------ Extracted text ------

Single by Chayanne

from the album Chayanne II
- Released: 1989
- Recorded: 1988
- Genre: Latin pop · Latin ballad
- Length: 4:45
- Label: Discos CBS International
- Songwriter: José María Cano
- Producer: Ronnie Foster

Chayanne singles chronology
| "Este Ritmo Se Baila Así" (1989) | "Fuiste un Trozo de Hielo en la Escarcha" (1989) | "Fantasías" (1989) |

= Fuiste un Trozo de Hielo en la Escarcha =

"Fuiste un Trozo de Hielo en la Escarcha" (English: You Were a Piece of Ice in the Frost) is a ballad originally written by José María Cano for the female singer Amaya Uranga's (former Mocedades member) debut solo studio album Volver, released in 1986.

It was later covered by Puerto Rican singer Chayanne with production by Ronnie Foster. It was released as the third single from the Grammy nominated studio album Chayanne II (1988) and became the first number-one single for the singer in the Billboard Hot Latin Tracks chart in late 1989 and the first number-one single by a Puerto Rican musician.

------ Task material ------

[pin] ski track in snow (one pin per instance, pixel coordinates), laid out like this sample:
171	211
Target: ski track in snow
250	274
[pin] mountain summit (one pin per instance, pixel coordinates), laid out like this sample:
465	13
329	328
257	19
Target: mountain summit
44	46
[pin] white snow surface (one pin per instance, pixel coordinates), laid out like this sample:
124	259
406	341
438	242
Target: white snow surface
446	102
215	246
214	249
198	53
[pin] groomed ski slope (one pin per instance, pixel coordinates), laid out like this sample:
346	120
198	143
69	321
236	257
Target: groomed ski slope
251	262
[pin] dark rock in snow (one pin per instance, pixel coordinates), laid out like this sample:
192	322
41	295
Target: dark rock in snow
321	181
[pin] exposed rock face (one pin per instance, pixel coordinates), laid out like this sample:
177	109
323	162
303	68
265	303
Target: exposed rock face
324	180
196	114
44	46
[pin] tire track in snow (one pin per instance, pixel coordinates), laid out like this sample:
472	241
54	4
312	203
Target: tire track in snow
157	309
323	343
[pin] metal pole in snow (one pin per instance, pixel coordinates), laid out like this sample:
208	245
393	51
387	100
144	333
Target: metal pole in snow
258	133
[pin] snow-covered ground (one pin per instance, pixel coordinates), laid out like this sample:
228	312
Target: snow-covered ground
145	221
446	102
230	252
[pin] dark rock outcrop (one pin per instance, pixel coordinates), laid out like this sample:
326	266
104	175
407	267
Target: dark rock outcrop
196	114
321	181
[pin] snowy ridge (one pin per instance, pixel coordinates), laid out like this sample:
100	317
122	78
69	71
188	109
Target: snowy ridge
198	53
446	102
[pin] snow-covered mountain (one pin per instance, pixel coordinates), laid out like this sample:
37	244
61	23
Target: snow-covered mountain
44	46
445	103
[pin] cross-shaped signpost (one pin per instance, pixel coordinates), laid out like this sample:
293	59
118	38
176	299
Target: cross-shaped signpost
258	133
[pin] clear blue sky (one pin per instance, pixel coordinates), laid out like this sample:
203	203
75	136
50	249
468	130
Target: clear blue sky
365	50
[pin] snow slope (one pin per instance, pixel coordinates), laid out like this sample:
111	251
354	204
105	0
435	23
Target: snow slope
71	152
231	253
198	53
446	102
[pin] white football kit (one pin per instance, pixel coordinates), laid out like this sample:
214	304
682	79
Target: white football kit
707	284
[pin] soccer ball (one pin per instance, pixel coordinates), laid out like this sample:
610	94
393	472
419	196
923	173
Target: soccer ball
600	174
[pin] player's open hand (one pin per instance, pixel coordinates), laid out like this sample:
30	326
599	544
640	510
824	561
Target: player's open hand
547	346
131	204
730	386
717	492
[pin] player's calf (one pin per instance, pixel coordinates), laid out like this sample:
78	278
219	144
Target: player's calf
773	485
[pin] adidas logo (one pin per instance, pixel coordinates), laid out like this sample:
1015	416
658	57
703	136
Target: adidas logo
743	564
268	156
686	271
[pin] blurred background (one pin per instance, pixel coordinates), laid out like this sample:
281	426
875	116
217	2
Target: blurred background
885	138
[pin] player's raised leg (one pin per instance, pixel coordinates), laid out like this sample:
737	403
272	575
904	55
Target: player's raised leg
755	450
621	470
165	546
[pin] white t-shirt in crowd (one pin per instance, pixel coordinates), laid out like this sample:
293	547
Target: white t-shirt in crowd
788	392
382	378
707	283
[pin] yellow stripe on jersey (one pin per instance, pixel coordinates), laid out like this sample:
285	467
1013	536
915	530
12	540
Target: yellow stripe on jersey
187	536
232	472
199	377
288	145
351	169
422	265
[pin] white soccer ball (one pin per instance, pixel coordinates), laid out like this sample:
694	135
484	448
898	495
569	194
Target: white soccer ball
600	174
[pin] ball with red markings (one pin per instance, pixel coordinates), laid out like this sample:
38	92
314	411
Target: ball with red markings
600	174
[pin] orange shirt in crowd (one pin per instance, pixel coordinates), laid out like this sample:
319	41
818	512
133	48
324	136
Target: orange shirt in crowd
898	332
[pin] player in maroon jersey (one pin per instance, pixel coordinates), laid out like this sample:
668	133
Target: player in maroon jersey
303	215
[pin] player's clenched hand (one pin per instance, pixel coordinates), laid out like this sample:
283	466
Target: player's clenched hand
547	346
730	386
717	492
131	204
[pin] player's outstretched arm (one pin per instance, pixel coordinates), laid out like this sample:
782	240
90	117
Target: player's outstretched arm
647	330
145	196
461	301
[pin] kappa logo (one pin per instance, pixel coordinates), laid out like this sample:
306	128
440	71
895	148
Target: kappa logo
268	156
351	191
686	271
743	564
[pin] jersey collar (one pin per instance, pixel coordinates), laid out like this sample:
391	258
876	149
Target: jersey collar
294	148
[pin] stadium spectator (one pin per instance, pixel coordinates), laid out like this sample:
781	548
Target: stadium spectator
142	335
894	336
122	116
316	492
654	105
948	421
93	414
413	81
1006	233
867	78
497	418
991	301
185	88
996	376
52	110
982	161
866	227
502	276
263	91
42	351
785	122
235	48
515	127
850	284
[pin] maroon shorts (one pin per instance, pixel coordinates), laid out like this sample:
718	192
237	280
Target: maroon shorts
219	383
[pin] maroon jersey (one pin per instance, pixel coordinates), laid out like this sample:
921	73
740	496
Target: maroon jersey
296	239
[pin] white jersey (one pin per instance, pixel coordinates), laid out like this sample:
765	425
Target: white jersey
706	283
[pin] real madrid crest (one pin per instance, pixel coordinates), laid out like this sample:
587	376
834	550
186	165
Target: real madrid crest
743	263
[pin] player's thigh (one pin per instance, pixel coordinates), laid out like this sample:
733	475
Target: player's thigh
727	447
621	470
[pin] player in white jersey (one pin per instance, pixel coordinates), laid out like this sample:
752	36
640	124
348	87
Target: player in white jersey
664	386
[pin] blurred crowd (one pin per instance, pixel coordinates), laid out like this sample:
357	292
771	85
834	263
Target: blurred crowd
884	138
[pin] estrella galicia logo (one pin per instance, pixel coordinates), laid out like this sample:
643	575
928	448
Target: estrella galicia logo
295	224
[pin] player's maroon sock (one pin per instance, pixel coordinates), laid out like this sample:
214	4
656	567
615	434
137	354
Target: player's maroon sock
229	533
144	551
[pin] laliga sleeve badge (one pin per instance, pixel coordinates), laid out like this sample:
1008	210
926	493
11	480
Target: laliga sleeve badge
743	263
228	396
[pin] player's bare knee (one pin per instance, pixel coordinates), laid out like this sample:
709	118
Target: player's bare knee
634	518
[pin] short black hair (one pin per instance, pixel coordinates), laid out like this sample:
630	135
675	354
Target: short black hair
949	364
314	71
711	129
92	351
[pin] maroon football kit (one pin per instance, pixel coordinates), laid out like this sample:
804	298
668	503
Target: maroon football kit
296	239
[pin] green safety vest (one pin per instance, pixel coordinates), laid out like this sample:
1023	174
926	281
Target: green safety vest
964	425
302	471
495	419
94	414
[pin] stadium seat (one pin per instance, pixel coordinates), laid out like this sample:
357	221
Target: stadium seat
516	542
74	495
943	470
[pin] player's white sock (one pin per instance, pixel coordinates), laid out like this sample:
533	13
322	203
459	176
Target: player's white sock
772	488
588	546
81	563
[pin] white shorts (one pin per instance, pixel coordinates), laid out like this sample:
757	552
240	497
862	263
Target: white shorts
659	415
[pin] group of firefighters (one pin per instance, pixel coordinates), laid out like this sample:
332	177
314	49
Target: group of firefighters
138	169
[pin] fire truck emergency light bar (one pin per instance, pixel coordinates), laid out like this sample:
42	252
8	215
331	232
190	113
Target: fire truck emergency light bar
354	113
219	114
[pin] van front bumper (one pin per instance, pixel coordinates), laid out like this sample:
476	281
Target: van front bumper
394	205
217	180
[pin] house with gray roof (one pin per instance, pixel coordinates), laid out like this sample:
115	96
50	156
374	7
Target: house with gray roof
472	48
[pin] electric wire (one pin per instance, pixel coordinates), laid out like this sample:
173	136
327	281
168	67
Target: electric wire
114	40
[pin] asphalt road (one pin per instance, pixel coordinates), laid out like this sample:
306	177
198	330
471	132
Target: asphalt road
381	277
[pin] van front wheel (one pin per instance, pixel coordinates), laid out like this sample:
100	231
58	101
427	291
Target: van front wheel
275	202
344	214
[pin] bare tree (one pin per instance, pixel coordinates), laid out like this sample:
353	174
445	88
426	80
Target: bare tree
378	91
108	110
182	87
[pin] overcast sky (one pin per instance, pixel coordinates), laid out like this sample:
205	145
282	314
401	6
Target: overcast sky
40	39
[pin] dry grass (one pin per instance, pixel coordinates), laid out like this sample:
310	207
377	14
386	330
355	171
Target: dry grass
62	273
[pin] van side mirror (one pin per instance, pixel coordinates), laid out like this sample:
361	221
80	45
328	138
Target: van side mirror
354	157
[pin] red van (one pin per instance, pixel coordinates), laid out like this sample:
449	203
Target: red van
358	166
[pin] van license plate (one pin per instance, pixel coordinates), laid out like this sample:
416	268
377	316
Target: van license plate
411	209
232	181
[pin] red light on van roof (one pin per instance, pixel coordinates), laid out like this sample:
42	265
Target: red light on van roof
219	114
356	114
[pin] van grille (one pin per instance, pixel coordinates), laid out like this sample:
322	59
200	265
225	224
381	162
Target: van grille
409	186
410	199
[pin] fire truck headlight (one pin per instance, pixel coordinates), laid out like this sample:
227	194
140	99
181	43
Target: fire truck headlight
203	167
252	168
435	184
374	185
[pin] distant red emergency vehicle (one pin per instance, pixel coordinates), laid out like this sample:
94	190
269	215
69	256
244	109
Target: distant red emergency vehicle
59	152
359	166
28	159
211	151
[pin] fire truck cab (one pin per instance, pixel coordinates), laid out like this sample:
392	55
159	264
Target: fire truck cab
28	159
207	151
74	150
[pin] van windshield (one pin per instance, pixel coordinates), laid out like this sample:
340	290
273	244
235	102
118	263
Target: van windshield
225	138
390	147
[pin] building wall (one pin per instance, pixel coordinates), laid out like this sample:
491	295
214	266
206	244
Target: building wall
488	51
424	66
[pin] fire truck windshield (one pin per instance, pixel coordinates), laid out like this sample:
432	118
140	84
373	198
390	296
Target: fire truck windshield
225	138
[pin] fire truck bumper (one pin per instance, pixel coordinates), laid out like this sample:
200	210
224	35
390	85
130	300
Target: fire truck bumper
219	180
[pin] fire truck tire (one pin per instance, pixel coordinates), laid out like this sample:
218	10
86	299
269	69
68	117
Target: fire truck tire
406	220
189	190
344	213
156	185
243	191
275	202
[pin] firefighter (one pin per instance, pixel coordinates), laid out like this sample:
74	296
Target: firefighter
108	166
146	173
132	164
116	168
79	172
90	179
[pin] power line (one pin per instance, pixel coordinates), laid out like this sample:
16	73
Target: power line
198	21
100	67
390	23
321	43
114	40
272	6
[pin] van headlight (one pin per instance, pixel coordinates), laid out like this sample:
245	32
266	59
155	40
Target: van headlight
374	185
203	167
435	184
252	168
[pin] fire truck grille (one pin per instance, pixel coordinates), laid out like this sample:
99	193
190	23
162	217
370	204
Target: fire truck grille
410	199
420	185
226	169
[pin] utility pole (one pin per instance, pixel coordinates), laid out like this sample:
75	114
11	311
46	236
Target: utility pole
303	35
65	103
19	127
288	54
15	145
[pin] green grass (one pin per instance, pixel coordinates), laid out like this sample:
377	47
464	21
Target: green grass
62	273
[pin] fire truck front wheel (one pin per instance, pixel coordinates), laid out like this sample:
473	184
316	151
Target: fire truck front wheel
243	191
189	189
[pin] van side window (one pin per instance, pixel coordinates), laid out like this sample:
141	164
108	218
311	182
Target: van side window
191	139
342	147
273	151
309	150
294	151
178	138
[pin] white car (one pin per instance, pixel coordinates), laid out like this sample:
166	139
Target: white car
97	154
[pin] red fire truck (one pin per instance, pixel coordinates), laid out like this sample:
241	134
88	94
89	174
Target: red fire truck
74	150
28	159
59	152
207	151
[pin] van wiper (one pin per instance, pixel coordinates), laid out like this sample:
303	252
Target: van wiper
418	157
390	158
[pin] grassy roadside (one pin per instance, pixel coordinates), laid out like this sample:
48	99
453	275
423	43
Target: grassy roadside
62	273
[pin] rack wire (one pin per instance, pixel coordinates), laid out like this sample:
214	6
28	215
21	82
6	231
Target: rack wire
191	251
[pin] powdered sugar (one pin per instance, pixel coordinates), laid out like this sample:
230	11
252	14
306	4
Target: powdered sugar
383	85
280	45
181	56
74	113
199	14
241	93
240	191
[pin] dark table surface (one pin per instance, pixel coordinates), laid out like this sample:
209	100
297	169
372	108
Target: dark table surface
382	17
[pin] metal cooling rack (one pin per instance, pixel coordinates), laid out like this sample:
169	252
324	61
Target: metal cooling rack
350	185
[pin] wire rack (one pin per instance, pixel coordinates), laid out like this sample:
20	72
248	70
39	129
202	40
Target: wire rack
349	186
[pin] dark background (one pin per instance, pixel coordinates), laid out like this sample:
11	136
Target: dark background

------

* [Requests]:
- a) Summarize the song article in two sentences.
- b) Show every line of the records that contains the string "real".
The text and the records come from two unrelated sources.

* [Answers to each task]:
- a) "Fuiste un Trozo de Hielo en la Escarcha" is a ballad written by José María Cano for Amaya Uranga's debut solo studio album Volver, released in 1986. Puerto Rican singer Chayanne later covered it with production by Ronnie Foster and released it as the third single from Chayanne II, and it became the singer's first number-one on the Billboard Hot Latin Tracks chart in late 1989 and the first number-one single by a Puerto Rican musician.

- b)
[pin] real madrid crest (one pin per instance, pixel coordinates), laid out like this sample:
Target: real madrid crest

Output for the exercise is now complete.